PROBLEMS AND TASKS =
(1) Copy the passage on open-vocabulary 3D detection from "Offline / safety" to "in training data)", renaming "belt loader" as "conveyor belt loader".
(2) Please go on with the passage on open-vocabulary 3D detection from the point where it stops.

4.4 Other Open-Vocab 3D Approaches

OV-3DET: Uses triplet cross-modal contrastive learning (image, point cloud, text). Trains without 3D annotations. Achieves 3.4-7.1 AP on nuScenes depending on pseudo-LiDAR usage.

CoDA: Generates pseudo 3D box labels for novel categories using 3D box geometry priors and 2D semantic open-vocabulary priors. Does not require external 2D detectors at inference time.

OV-Uni3DETR (ECCV 2024): Unified 3D detector using cycle-modality propagation between camera, LiDAR, and text. Handles both indoor and outdoor scenes.

Open 3D World: BEV-based approach fusing LiDAR BEV features with CLIP text encodings via Max-Sigmoid Attention. Achieves ~0.45 mAP on NuScenes-T with OpenSECOND backbone (76M params, 14 FPS).

For practical deployment, the 2D-to-3D lifting approach is recommended:

Primary path (real-time, 20+ FPS):
  YOLO-World (fixed vocab) --> 2D boxes --> Frustum lifting --> 3D boxes

Secondary path (periodic, 2-5 FPS):
  Grounding DINO 1.6 Edge --> 2D boxes --> Frustum lifting --> 3D boxes
  (with dynamic/expanded text prompts for novel object discovery)

Offline / safety audit:
  Grounded-SAM 2 --> Masks --> Dense 3D reconstruction

5. Airside Prompt Engineering

5.1 Text Prompt Design Principles

Grounding DINO's performance is highly sensitive to prompt phrasing. Key principles:

  1. Period-separated categories: "pushback tractor . belt loader . fuel truck"
  2. Specificity over generality: "aircraft pushback tractor" detects better than just "tractor" (avoids confusion with farm tractors in training data)
  3. Natural language alignment: The BERT text encoder was trained on natural language, so prompts that resemble natural descriptions work better than technical codes
  4. Avoid over-long prompts: BERT has a 256-token limit. With 30+ GSE types, split into multiple inference passes or use the most critical subset
  5. Contextual modifiers: Add context when disambiguation is needed: "yellow baggage tug on airport ramp" vs "tug"

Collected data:
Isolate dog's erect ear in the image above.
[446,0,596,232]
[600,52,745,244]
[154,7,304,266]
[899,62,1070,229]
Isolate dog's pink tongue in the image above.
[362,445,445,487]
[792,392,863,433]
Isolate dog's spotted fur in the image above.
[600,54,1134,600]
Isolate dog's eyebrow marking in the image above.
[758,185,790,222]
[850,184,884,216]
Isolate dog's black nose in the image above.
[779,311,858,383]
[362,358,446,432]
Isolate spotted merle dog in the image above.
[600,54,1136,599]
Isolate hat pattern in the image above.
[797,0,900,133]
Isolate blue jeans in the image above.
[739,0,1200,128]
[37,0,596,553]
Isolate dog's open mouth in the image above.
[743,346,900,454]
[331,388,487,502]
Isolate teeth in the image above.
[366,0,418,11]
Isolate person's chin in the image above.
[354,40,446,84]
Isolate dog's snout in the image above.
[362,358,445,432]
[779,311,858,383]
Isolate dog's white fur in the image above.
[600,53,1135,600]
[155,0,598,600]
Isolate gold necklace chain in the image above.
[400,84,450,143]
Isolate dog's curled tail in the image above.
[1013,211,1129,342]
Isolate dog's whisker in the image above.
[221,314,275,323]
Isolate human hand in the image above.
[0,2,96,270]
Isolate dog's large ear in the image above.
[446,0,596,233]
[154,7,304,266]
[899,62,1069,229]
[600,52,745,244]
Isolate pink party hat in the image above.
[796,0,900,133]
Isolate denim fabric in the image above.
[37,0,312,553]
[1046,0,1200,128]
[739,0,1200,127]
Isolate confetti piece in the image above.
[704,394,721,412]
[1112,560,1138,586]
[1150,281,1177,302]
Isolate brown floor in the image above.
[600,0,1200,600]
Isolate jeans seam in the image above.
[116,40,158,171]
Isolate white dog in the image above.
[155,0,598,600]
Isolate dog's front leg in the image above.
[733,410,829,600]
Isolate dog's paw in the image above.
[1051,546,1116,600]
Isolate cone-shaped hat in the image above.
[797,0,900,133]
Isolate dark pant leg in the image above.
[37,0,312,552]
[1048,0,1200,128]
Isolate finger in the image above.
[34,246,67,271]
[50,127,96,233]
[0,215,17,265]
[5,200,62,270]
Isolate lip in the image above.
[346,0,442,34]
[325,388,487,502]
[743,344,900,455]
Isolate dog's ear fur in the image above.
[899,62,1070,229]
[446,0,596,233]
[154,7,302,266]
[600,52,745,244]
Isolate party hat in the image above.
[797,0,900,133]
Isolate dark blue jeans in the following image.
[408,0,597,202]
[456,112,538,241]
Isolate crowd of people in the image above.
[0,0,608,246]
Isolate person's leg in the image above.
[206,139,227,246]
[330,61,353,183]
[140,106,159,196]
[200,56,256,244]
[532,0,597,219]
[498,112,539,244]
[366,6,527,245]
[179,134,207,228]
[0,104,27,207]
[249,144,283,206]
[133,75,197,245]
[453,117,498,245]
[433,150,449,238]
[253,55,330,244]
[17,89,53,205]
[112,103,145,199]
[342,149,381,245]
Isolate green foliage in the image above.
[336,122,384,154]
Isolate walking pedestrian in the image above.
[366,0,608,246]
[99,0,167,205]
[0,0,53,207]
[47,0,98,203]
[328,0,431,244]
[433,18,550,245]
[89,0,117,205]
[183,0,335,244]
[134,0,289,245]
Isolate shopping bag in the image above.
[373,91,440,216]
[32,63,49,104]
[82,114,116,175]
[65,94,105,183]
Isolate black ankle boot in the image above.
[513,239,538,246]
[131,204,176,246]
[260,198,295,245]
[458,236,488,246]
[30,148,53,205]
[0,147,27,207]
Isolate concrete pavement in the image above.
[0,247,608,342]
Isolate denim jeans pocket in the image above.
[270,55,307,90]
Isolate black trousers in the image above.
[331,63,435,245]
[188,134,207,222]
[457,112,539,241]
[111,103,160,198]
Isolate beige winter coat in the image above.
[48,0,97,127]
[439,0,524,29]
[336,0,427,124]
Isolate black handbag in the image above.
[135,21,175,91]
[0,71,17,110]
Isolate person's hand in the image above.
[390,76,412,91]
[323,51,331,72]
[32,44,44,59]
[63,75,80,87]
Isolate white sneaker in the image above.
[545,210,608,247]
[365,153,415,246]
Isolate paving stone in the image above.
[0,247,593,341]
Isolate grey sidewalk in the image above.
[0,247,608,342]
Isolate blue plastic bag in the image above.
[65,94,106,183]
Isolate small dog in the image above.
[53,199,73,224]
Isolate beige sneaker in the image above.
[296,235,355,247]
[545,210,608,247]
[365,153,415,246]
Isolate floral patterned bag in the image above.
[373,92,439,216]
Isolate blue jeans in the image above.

REPLIES =
(1)
Offline / safety audit:
  Grounded-SAM 2 --> Masks --> Dense 3D reconstruction

5. Airside Prompt Engineering

5.1 Text Prompt Design Principles

Grounding DINO's performance is highly sensitive to prompt phrasing. Key principles:

  1. Period-separated categories: "pushback tractor . conveyor belt loader . fuel truck"
  2. Specificity over generality: "aircraft pushback tractor" detects better than just "tractor" (avoids confusion with farm tractors in training data)

(2)
5.2 GSE Prompt Library

Aircraft Movement GSE:

aircraft pushback tractor .
aircraft tow tractor .
towbarless pushback tug .
aircraft tow bar .

Baggage and Cargo GSE:

baggage tug .
baggage cart .
baggage dolly .
belt loader .
cargo loader .
container loader .
ULD dolly .
cargo pallet transporter .
forklift .

Servicing GSE:

fuel truck .
fuel hydrant cart .
catering truck .
lavatory service truck .
potable water truck .
ground power unit .
air start unit .
preconditioned air unit .
de-icing truck .
anti-icing vehicle .

Passenger Access:

passenger boarding stairs .
passenger bus .
ambulift .
crew transport van .

Maintenance and Safety:

maintenance platform .
engine cowl stand .
aircraft jack .
wheel chock .
traffic cone .
safety barrier .
fire extinguisher .

5.3 Aircraft Prompt Strategies

Detecting 100+ aircraft variants is impractical per-variant. Use a hierarchical approach:

Level 1 -- Generic detection (always):

aircraft . airplane . jet . helicopter .

Level 2 -- Category classification (if needed):

narrow body aircraft .
wide body aircraft .
regional jet .
turboprop aircraft .
business jet .
cargo aircraft .
helicopter .

Level 3 -- Type identification (offline/verification):

Boeing 737 . Airbus A320 . Boeing 777 . Airbus A350 .
Embraer E190 . Bombardier CRJ . ATR 72 . Boeing 747 .
Airbus A380 . Boeing 787 Dreamliner .

For real-time operation, Level 1 is sufficient -- the AV needs to know "there is an aircraft there" and its 3D extent, not whether it is a 737-800 or A320neo. Aircraft type identification can be handled by ADS-B data correlation or a specialized classifier running offline.

5.4 Personnel Prompt Library

ground crew . airport ground worker .
aircraft marshaller with wands .
ramp agent .
baggage handler .
fueling operator .
aircraft mechanic .
pilot in uniform .
airline crew .
airport security officer .
person wearing high visibility vest .

Key insight: "person wearing high visibility vest" is highly effective because Grounding DINO's vision-language alignment strongly associates "high visibility vest" with the visual pattern. This captures most ramp workers regardless of specific role.

5.5 FOD Prompt Library

FOD detection is the hardest open-vocab challenge due to the small size and diverse nature of debris:

debris on runway .
metal debris .
loose bolt on ground .
wire on pavement .
plastic bag on runway .
tool on ground .
piece of luggage on taxiway .
cone knocked over .
loose panel .
rock on pavement .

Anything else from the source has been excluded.